**CONSIGNA A**
Identifica y copia cada línea de las entradas que contenga la cadena "pattern", teniendo en cuenta las mayúsculas y minúsculas.

**TEXTO**
——
Cuscús



COCINA INTERNACIONAL
COCINA ÁRABE
UN POCO DE HISTORIA Y COSTUMBRES
AL-CUZCUS, AL-KUSKUS
Cuscús





No pudimos parar de reír cuando oímos por primera vez el nombre de este plato. Fue en 1966, en la ciudad santa de Al-Kuds (Jerusalén), en Palestina. Fue pronunciado por uno de aquellos estudiantes argelinos, los cuales —recién independizados de la «madre Francia»— viajaron a Oriente Medio para realizar cursos de arabización. El argelino estaba explicando las maneras de preparar este plato. Lógicamente, nombraba cada dos por tres la palabra cuscús. Nosotros, que éramos chiquillos y adolescentes, soltábamos unas carcajadas continuas. El pobre argelino ignoraba que cus, en árabe coloquial de Oriente Medio, significa «coño» y él, para más cachondeo, no solo nombraba un solitario cono, sino que lo hacía de dos en dos, cus-cus, coño-coño.
La palabra cuscús, según algunos antropólogos y lingüistas, es de origen beréber, de las montañas del Atlas del Magreb8 (poniente). Dicha palabra es poco conocida en el resto del mundo árabe. La palabra cuscús hace referencia al ruido que hace el vapor al cocer los granitos finos de la sémola especial a través del kiskas (una especie de colador que se pone sobre la olla o el recipiente donde se cuecen las verduras y la carne). Otros autores sostienen el origen árabe-sudanés de la palabra cuscús, que derivaría del verbo árabe cascasa, que señala la división y triturado de cualquier cosa, en este caso del trigo.
La historia de este plato se remonta a centenares de años; por poner un ejemplo, fue conocido en el reino nazarita de Granada, pero era desconocido en el resto de los reinos de Taifas. En 1967, los israelíes invadieron el resto de Palestina, Jerusalén oriental incluida. Los argelinos inmediatamente fueron repatriados. No tuvieron tiempo de aprender el árabe, ni tampoco de enseñarnos el método para la
elaboración del cuscús. Así pues, después de aquella ocasión no volví a degustar dicho plato, ni siquiera oí mencionarlo hasta el año 1972. Fue durante el verano de ese año, al acompañar a un grupo de estudiantes europeos y sudamericanos en un viaje a Marruecos. Este país, entonces, era el país de reunión de los «pasotas» de todo el mundo. Nuestro destino era Retama, localidad marroquí totalmente desconocida por mí. No era así para mis compañeros de viaje, que sabían perfectamente por qué iban a Retama: «Todo es barato, incluido el kif9», repetían mis compañeros. Ellos me llevaban consigo para ayudarles en calidad de traductor, aunque pronto se dieron cuenta de mi inutilidad. Y todo aquello que en principio se auguraba como una ventaja (llevar a un árabe como guía), se convirtió en inconvenientes. Nada más desembarcar en Tánger, los policías marroquíes dificultaron mi entrada en el país por ser árabe (paradójicamente, los europeos y los extranjeros en general tienen más facilidades para entrar y visitar los países árabes. En cambio, los regímenes de estos países, inventan mil y un impedimentos burocráticos para dificultar la entrada a los «hermanos» árabes procedentes de otros países «hermanos» árabes). Es una realidad
chocante.
——
**ENTRADAS**

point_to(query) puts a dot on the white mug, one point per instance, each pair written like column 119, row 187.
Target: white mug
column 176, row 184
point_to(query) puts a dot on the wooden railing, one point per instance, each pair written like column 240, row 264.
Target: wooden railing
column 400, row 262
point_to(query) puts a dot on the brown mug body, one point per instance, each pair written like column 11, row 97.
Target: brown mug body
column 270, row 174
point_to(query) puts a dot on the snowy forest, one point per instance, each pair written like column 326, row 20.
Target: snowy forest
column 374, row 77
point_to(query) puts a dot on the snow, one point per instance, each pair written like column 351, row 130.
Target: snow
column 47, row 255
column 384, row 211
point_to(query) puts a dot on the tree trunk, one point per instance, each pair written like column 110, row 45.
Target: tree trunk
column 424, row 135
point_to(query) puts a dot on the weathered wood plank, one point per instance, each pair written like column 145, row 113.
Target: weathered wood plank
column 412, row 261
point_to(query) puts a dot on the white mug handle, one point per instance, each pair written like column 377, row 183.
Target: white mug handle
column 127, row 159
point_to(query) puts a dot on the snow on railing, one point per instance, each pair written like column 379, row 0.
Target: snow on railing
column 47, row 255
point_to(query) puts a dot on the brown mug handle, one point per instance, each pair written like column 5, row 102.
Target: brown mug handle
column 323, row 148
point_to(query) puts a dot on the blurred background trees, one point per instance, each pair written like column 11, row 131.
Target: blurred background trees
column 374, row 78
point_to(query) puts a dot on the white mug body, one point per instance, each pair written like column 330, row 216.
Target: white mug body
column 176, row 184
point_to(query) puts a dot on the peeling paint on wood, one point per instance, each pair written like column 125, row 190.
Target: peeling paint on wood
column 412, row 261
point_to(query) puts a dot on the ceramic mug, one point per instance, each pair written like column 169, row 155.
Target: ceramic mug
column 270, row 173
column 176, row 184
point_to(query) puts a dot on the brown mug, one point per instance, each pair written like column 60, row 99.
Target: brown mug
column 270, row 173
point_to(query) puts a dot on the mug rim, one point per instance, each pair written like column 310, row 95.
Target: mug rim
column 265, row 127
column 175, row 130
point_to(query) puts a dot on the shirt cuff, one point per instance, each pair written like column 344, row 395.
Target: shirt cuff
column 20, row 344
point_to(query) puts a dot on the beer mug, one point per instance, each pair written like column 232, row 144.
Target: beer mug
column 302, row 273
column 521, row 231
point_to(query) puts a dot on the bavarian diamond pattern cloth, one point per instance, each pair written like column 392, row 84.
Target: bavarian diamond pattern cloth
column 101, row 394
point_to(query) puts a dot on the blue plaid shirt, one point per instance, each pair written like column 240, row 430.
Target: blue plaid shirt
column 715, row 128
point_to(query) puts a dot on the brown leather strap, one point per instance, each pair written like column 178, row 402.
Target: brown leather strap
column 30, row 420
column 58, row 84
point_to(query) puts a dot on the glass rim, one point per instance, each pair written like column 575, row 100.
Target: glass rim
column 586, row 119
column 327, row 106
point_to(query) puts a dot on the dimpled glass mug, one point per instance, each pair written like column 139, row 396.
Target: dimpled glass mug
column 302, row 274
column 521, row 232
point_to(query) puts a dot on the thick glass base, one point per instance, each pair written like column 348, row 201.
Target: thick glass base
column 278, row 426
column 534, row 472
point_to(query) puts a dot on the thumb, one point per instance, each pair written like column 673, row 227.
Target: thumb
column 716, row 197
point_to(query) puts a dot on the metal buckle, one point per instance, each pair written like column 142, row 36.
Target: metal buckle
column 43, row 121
——
**CONSIGNA B**
Escribe la continuación del texto sobre el cuscús a partir de su última oración.

**RESULTADO A**
point_to(query) puts a dot on the bavarian diamond pattern cloth, one point per instance, each pair written like column 392, row 84.
Target: bavarian diamond pattern cloth

**RESULTADO B**
Mis compañeros, por cierto mundanos y expertos en esos berenjenales, pactaron con éxito con el oficial de policía —en francés, por supuesto— la cantidad de bakshish (propina) apropiada a cambio de mi entrada en el país.
Inmediatamente, nuestro pobre coche, un destartalado Seat 600, sacó fuerzas de flaqueza y atravesó Tánger en cinco minutos, en dirección sudeste. Llegamos, sin proponérnoslo, a Xauen, pequeña localidad típicamente morisca, formada por pequeñas casas blancas, cuyos balcones y ventanas estaban adornados con centenares de geranios blancos y rojos. El pueblo está rodeado de colinas en forma de cuernos —de ahí proviene su nombre, «Chef Chauen»—, y aquí mismo, en estas colinas, se encuentra el escenario de las batallas encarnizadas que libró el líder rifeño Abdelkarim contra las tropas colonialistas hispanofrancesas.
En una de las blancas y enyesadas callejuelas del apacible pueblo, descansamos en una especie de bar-restaurante, el cual tenía tres mesas en el interior del local y varias más en el decadente y romántico patio interior. Sus paredes blancas estaban invadidas por decenas de pequeñas macetas, de las cuales brotaban múltiples, y
descuidados, geranios multicolores. En el centro de aquel patio emergía una solitaria, larga y majestuosa palmera, de cuya parte superior brotaban infinitas hojas largas y enormes racimos de dátiles. A la sombra de la palmera, descansamos y comimos algunos dátiles que estaban sin recoger, en el suelo.
Las palmeras fueron bendecidas por el Corán y por el profeta Muhammad que, en su huida de La Meca a través del desierto, solo encontró algunas palmeras. Bajo su sombra descansaba, y de sus frutos se alimentaba.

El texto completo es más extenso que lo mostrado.